> HOW TO COMPLETE THIS TASK
From top to bottom, reproduce the listing without a single change.

> DATA SHOWN
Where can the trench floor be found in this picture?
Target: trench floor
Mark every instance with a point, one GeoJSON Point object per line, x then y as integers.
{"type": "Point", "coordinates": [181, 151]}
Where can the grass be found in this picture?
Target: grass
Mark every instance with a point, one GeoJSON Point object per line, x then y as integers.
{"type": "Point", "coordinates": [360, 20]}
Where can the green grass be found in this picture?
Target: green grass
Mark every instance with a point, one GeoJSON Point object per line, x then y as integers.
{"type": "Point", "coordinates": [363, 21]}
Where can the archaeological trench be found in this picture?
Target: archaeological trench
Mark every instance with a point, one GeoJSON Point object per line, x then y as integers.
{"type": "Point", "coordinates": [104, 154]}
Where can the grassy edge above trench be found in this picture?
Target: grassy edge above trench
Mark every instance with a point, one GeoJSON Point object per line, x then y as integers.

> TASK RESPONSE
Where can the trench floor be found in this picture?
Target: trench floor
Mark every instance with a point, one GeoJSON Point object per line, x then y as integers.
{"type": "Point", "coordinates": [181, 151]}
Where can the grass be found in this picture?
Target: grass
Mark every instance with a point, one GeoJSON Point object per line, x then y as integers.
{"type": "Point", "coordinates": [360, 20]}
Where can the green grass be found in this picture?
Target: green grass
Mark every instance with a point, one GeoJSON Point object per line, x then y as integers.
{"type": "Point", "coordinates": [363, 21]}
Where can the archaeological trench be found in this picture?
Target: archaeological trench
Mark every instance with a point, one GeoJSON Point object per line, x then y as integers.
{"type": "Point", "coordinates": [104, 154]}
Where can the grassy edge above trench be found in this picture?
Target: grassy edge above trench
Mark every instance with a point, one GeoJSON Point object per line, x then y as integers.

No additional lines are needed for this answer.